*** Opening of INFORMATION SUPPLIED ***

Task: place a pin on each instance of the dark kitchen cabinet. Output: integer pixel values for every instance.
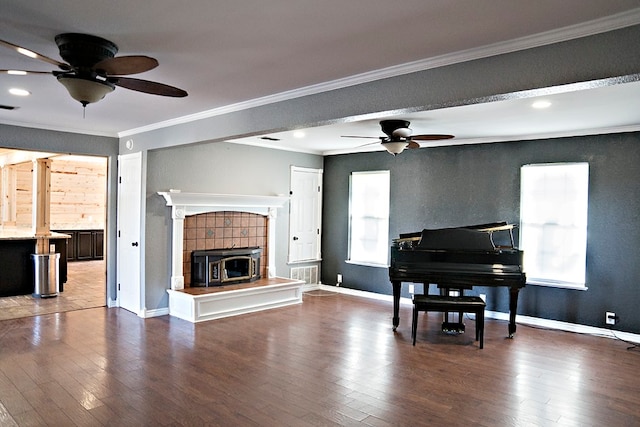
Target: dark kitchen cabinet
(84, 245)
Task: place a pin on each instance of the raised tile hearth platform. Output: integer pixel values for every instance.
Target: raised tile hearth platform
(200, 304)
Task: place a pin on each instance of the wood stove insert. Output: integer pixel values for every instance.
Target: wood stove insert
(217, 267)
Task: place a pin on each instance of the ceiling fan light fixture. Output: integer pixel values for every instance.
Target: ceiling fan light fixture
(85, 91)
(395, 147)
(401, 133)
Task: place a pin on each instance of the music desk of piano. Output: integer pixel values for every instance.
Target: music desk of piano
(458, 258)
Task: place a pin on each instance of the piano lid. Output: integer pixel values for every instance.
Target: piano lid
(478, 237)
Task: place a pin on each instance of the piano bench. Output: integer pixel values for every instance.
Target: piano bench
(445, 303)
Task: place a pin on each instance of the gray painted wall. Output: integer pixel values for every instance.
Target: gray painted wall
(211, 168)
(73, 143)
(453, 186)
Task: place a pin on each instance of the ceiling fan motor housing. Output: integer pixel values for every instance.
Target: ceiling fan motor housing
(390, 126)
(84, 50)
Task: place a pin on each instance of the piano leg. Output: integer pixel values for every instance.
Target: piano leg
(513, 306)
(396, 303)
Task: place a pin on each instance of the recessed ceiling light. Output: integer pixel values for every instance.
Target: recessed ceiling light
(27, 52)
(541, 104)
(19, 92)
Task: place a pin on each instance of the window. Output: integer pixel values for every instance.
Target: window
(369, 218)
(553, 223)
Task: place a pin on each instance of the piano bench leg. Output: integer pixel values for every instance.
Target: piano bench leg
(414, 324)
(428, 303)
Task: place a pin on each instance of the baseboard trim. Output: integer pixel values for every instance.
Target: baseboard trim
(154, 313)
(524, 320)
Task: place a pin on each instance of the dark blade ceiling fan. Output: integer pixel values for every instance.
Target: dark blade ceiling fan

*** Close of INFORMATION SUPPLIED ***
*** Opening of INFORMATION SUPPLIED ***

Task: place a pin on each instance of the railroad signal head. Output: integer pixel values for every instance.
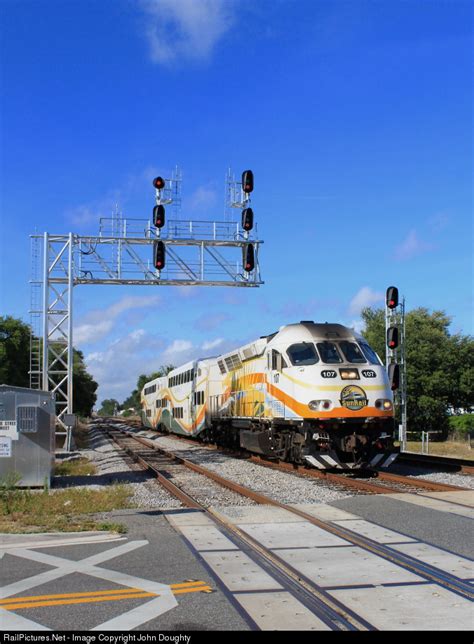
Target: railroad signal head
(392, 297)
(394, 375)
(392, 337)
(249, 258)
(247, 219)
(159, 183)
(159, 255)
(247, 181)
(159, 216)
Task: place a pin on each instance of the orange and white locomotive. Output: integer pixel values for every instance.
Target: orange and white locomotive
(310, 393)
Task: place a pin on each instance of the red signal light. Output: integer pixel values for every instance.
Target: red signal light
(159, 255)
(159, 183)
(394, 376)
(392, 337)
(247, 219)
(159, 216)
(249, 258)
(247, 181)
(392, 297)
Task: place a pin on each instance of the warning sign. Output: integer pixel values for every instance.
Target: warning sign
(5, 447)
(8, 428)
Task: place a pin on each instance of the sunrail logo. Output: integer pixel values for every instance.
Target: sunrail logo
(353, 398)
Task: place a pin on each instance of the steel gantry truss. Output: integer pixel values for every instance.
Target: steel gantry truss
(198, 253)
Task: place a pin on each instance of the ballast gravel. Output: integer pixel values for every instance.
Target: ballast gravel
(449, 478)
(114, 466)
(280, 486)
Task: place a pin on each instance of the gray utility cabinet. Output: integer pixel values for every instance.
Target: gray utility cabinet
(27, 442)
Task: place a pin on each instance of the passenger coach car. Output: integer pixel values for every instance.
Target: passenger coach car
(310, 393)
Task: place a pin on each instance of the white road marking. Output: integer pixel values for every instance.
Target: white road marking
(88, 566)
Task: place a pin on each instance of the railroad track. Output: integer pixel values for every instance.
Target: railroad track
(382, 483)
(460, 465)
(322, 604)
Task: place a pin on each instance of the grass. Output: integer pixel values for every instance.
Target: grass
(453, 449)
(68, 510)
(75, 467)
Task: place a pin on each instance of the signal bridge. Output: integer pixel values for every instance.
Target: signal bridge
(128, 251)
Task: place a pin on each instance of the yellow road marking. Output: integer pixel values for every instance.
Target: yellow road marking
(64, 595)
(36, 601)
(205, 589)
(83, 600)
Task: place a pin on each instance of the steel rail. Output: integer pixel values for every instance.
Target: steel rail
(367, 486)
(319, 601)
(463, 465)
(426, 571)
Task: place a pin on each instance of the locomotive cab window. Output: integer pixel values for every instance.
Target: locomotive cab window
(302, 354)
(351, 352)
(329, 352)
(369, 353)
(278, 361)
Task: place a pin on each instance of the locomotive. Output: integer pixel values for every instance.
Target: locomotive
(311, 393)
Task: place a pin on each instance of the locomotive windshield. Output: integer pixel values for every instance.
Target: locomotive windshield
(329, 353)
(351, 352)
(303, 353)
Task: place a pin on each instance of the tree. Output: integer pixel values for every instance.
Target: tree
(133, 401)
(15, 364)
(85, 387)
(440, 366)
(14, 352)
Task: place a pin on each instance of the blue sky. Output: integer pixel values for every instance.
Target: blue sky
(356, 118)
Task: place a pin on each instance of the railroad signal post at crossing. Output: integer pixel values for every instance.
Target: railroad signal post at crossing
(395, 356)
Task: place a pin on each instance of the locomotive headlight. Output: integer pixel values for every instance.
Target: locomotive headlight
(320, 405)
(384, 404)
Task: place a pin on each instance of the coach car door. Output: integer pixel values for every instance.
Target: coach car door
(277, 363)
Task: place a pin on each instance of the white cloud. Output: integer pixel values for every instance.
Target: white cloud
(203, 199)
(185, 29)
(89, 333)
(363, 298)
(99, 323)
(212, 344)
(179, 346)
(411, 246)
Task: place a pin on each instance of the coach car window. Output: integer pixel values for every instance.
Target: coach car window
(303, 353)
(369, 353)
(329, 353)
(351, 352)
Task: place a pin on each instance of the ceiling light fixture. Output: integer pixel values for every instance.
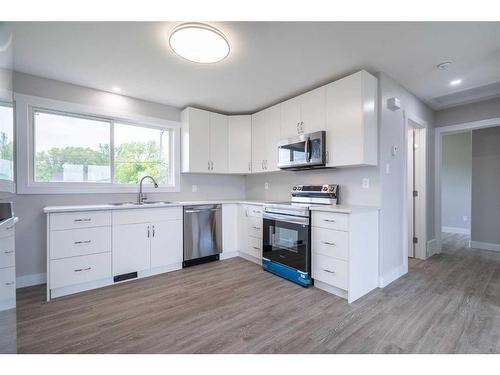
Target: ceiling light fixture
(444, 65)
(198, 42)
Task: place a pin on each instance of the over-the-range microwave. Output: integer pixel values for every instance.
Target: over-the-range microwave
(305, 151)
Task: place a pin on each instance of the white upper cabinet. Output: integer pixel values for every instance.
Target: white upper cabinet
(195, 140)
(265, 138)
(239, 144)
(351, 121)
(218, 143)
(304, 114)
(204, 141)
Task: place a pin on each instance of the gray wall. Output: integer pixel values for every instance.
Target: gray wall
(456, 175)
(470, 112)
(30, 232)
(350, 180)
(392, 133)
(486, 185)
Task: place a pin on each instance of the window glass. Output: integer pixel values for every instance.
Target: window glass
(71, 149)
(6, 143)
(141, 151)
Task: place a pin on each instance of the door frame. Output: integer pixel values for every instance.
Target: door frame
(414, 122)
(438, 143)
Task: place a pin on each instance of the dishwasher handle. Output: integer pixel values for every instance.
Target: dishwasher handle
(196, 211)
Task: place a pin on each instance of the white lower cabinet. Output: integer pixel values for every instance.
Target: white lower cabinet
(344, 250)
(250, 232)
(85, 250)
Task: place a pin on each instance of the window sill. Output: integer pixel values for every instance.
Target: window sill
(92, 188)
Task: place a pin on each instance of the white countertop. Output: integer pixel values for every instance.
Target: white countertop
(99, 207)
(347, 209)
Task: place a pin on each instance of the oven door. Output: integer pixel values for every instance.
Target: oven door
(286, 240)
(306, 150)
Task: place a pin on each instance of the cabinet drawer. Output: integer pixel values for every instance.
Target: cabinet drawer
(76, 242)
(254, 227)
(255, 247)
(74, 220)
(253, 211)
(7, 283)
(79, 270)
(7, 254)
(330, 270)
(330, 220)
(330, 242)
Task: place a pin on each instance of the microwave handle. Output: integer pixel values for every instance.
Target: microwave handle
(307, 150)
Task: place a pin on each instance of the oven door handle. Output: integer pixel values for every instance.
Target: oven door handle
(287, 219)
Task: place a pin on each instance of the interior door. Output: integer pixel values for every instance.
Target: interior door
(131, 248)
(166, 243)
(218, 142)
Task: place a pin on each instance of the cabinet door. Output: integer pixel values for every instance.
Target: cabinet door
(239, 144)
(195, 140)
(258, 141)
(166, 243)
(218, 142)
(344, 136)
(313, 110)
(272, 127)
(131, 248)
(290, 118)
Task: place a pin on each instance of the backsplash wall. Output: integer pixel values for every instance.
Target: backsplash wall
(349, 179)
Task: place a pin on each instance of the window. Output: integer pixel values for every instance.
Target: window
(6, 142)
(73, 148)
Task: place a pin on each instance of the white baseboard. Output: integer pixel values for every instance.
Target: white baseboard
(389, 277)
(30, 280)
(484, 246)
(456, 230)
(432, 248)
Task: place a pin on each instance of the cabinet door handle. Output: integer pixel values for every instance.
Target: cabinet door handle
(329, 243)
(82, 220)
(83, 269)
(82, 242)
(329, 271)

*** Close of INFORMATION SUPPLIED ***

→ **WORK REQUEST**
Respond with nothing but the number of lines in the entries that contain the string "blade".

→ **RESPONSE AREA**
2